Exercise aim >>
Scale the items below, starting with the first line and going on through the line with "(1003, 805)". Write out every line in that span, keeping the text lines unchanged, with each point coordinate in the answers multiplied by 0.55 and rounded to a whole number (halves round up), and leave out the pictures.

Data rows >>
┌──
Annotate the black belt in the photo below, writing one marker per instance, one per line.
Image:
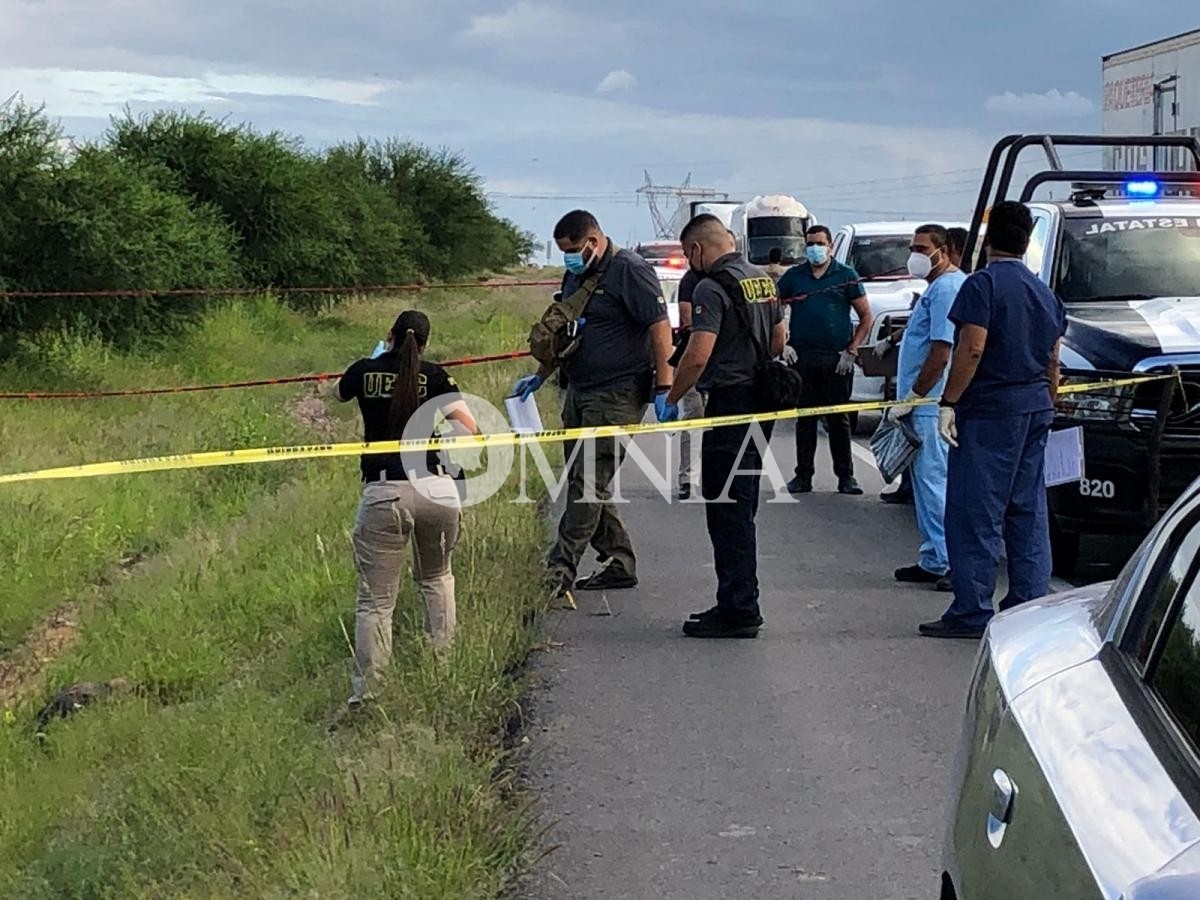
(384, 475)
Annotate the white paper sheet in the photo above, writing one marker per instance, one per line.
(1065, 456)
(523, 414)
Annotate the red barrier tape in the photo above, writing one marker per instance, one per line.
(231, 385)
(250, 291)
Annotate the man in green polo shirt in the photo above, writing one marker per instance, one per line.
(822, 292)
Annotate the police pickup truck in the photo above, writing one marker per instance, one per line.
(1123, 255)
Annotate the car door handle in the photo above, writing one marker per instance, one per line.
(1003, 805)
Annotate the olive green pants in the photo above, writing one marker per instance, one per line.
(393, 515)
(591, 516)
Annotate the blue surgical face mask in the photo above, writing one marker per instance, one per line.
(576, 263)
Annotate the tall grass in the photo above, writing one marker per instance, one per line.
(217, 777)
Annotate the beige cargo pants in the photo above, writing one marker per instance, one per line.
(393, 515)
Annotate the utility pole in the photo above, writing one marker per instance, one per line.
(684, 193)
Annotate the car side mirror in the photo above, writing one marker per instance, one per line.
(1165, 887)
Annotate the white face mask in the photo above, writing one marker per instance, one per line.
(919, 265)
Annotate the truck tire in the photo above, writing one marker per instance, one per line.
(1063, 550)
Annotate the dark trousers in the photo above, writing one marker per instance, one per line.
(996, 498)
(823, 387)
(595, 522)
(732, 501)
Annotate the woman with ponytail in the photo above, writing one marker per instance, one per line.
(402, 504)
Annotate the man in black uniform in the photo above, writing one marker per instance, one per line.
(724, 359)
(621, 364)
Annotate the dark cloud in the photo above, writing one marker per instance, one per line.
(864, 103)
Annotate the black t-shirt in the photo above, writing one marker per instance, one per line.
(687, 286)
(369, 382)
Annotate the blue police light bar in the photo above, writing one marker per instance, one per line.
(1143, 189)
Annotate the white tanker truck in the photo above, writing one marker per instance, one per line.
(768, 223)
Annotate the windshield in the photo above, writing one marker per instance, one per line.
(1129, 257)
(880, 256)
(767, 233)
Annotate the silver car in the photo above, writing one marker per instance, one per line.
(1078, 774)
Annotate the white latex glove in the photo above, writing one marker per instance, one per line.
(845, 363)
(947, 426)
(905, 406)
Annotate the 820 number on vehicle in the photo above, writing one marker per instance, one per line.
(1098, 489)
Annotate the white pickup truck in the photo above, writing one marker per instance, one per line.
(879, 252)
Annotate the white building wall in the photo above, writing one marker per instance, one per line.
(1129, 100)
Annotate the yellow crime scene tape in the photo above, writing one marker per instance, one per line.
(319, 451)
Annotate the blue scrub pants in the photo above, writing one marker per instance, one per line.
(995, 496)
(928, 479)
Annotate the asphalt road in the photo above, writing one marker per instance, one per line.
(813, 762)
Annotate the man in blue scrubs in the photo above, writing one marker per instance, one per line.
(924, 357)
(822, 293)
(996, 413)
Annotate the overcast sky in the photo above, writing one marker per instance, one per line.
(863, 109)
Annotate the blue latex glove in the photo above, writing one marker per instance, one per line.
(525, 387)
(664, 411)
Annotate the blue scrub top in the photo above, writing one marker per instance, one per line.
(1024, 319)
(929, 322)
(821, 322)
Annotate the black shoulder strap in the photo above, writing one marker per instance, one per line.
(577, 303)
(732, 287)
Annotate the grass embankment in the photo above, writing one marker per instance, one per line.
(226, 597)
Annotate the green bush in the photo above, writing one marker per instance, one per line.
(461, 232)
(101, 223)
(279, 201)
(173, 201)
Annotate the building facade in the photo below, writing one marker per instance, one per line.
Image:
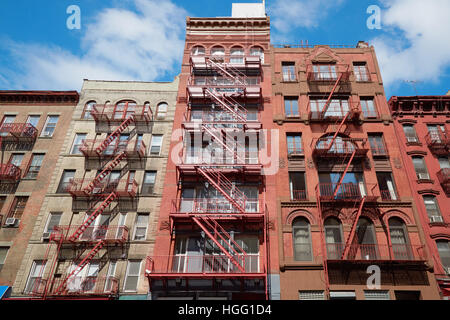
(32, 126)
(216, 235)
(344, 204)
(422, 128)
(97, 223)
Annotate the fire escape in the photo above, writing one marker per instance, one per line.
(103, 194)
(225, 90)
(14, 136)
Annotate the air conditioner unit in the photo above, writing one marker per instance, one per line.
(436, 219)
(11, 221)
(423, 176)
(46, 235)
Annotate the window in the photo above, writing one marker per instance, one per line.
(4, 128)
(37, 269)
(16, 159)
(140, 226)
(294, 144)
(288, 70)
(368, 108)
(420, 167)
(444, 253)
(33, 120)
(132, 275)
(49, 127)
(297, 185)
(410, 133)
(88, 109)
(291, 106)
(198, 50)
(360, 71)
(155, 147)
(311, 295)
(18, 207)
(399, 239)
(77, 143)
(53, 221)
(237, 55)
(431, 205)
(333, 238)
(387, 186)
(161, 111)
(376, 295)
(377, 144)
(149, 182)
(257, 51)
(35, 165)
(3, 254)
(302, 240)
(66, 177)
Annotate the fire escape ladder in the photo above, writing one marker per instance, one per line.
(115, 135)
(233, 110)
(351, 237)
(236, 197)
(93, 216)
(82, 264)
(223, 70)
(217, 233)
(327, 103)
(219, 138)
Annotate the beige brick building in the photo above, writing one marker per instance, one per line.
(98, 220)
(32, 129)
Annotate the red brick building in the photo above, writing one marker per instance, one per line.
(216, 235)
(343, 201)
(423, 131)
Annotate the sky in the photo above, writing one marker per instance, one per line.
(143, 39)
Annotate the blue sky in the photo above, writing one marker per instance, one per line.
(143, 39)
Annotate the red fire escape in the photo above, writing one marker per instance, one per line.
(98, 195)
(226, 87)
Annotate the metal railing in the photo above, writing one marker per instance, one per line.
(92, 233)
(394, 252)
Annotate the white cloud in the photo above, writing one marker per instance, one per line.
(289, 14)
(416, 45)
(119, 44)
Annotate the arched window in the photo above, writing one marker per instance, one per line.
(237, 55)
(161, 111)
(124, 109)
(301, 236)
(444, 254)
(399, 239)
(218, 53)
(198, 50)
(257, 51)
(365, 233)
(88, 109)
(333, 238)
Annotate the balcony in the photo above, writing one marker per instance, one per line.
(123, 188)
(93, 149)
(92, 234)
(185, 265)
(376, 252)
(347, 192)
(438, 142)
(443, 176)
(182, 207)
(76, 286)
(9, 173)
(341, 147)
(18, 132)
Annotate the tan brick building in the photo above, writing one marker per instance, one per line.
(32, 129)
(98, 220)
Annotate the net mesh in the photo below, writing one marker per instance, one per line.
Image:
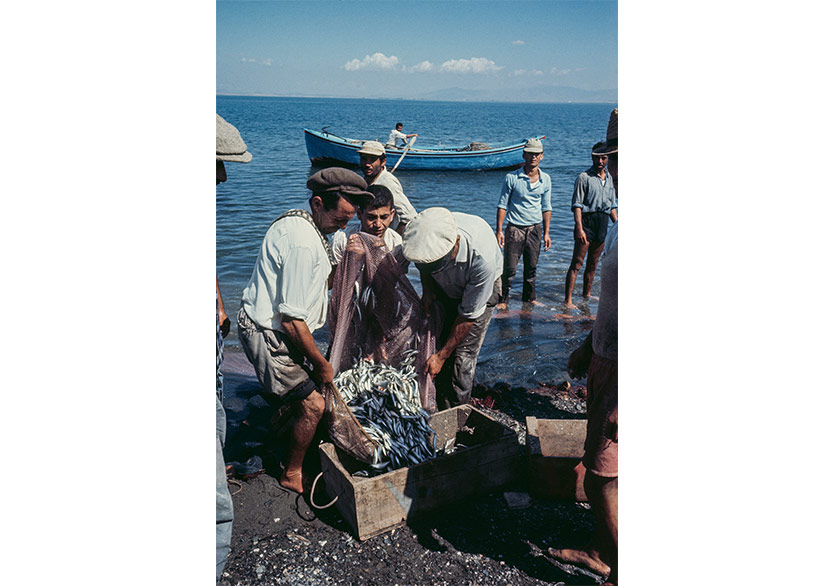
(376, 314)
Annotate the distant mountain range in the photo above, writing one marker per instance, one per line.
(532, 94)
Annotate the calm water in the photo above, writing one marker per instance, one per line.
(520, 347)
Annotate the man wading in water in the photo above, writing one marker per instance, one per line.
(593, 203)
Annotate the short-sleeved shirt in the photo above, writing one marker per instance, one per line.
(525, 201)
(394, 136)
(471, 275)
(404, 211)
(393, 240)
(290, 277)
(593, 194)
(605, 331)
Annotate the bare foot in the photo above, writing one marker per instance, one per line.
(292, 481)
(586, 559)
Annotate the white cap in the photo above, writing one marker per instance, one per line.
(229, 144)
(430, 236)
(534, 145)
(373, 148)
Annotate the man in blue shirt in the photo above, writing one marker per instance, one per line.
(526, 202)
(594, 201)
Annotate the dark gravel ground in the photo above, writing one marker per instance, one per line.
(480, 541)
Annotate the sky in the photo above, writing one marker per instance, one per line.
(411, 49)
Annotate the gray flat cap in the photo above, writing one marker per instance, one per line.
(346, 182)
(230, 145)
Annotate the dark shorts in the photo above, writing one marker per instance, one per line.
(601, 449)
(595, 225)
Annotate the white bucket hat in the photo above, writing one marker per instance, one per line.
(430, 236)
(229, 144)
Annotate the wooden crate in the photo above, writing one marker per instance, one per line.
(555, 448)
(377, 504)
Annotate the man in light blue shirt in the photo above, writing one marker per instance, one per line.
(526, 203)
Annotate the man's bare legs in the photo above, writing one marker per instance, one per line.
(580, 249)
(595, 250)
(307, 414)
(601, 554)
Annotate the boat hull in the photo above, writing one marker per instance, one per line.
(328, 149)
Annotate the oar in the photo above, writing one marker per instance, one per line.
(408, 146)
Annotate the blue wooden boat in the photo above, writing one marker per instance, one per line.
(325, 148)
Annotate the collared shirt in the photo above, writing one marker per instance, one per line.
(471, 275)
(394, 136)
(592, 194)
(605, 331)
(525, 202)
(404, 211)
(290, 277)
(393, 240)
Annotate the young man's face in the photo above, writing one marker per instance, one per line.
(599, 162)
(374, 221)
(371, 165)
(532, 159)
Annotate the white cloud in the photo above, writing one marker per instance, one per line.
(423, 66)
(520, 72)
(472, 65)
(375, 61)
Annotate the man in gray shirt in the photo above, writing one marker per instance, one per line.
(593, 203)
(460, 266)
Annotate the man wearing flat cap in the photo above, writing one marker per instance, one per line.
(460, 267)
(593, 203)
(230, 147)
(286, 300)
(597, 360)
(373, 167)
(526, 202)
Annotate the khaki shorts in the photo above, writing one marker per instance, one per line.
(279, 365)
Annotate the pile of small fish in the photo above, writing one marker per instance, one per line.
(386, 402)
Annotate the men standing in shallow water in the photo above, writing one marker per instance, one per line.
(598, 356)
(373, 167)
(594, 201)
(526, 201)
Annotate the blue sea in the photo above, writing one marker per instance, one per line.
(521, 347)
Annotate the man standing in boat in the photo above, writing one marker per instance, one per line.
(594, 201)
(460, 267)
(397, 135)
(286, 300)
(373, 166)
(526, 202)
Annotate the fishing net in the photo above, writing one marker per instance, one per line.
(374, 315)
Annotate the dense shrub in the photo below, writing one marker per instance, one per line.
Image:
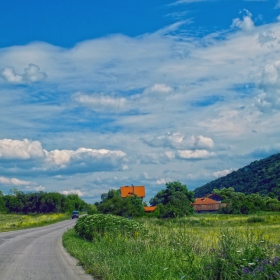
(98, 225)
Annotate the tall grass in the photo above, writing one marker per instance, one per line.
(10, 222)
(196, 247)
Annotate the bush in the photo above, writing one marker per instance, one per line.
(98, 225)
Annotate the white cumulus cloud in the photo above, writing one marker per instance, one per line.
(20, 149)
(79, 193)
(177, 140)
(14, 181)
(31, 74)
(222, 173)
(246, 23)
(197, 154)
(101, 102)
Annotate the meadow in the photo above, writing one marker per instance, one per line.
(209, 246)
(10, 222)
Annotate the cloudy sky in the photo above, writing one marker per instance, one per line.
(99, 94)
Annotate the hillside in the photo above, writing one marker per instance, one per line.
(261, 176)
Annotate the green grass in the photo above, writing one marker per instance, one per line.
(9, 222)
(195, 247)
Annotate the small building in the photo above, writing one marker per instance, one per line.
(215, 196)
(206, 204)
(133, 190)
(149, 209)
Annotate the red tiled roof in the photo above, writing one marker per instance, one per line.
(205, 201)
(150, 208)
(130, 190)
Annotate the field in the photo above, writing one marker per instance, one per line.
(195, 247)
(10, 222)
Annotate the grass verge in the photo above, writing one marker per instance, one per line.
(10, 222)
(183, 249)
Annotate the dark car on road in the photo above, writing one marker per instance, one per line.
(75, 214)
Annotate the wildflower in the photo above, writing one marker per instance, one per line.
(251, 264)
(246, 270)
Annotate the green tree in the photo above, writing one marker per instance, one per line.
(174, 201)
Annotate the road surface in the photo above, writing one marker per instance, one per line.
(38, 254)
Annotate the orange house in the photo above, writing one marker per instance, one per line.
(206, 204)
(132, 190)
(149, 209)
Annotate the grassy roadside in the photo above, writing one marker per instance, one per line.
(10, 222)
(195, 247)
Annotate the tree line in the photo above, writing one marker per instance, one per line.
(262, 176)
(40, 202)
(174, 201)
(240, 203)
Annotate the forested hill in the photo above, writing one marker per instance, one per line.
(261, 176)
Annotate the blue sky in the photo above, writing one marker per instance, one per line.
(99, 94)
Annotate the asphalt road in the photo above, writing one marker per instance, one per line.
(38, 254)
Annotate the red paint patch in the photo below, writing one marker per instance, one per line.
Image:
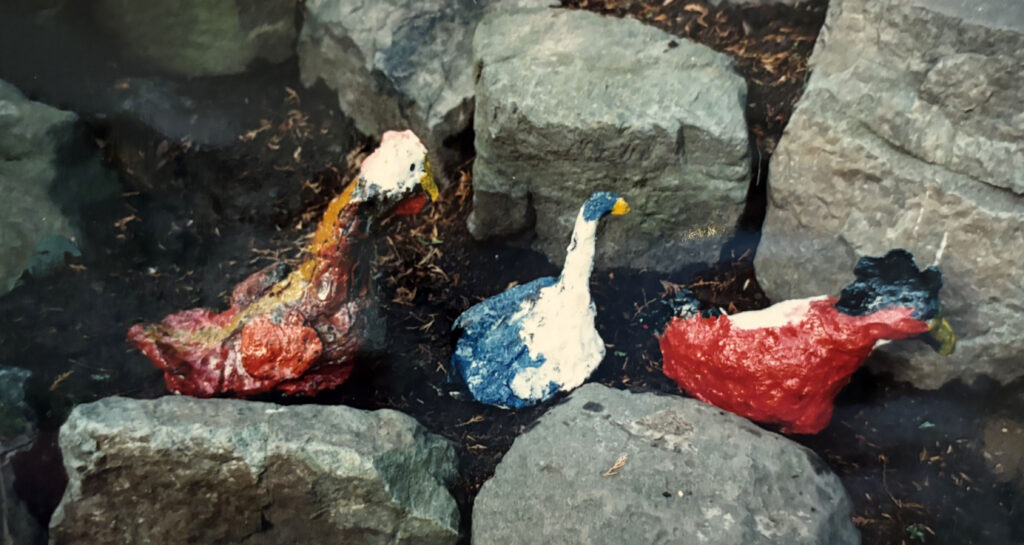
└──
Answer >>
Annotate the black belt in the photo below, writing one marker per instance, one per line.
Image:
(211, 261)
Annotate the white paper sheet in the photo above, writing one marker per instance, one per line.
(586, 251)
(288, 228)
Annotate the red barrier tape in the photo above, writing one marker per instance, one per line.
(127, 212)
(138, 160)
Annotate the man in green polo shirt in the photo above, writing one marker per instance, one per line.
(452, 161)
Annotate the police pickup truck in the photo above, writing one marker per instance, one per line.
(618, 140)
Annotate the car door handle in the photo above, writing one marker per instance, one per line.
(552, 443)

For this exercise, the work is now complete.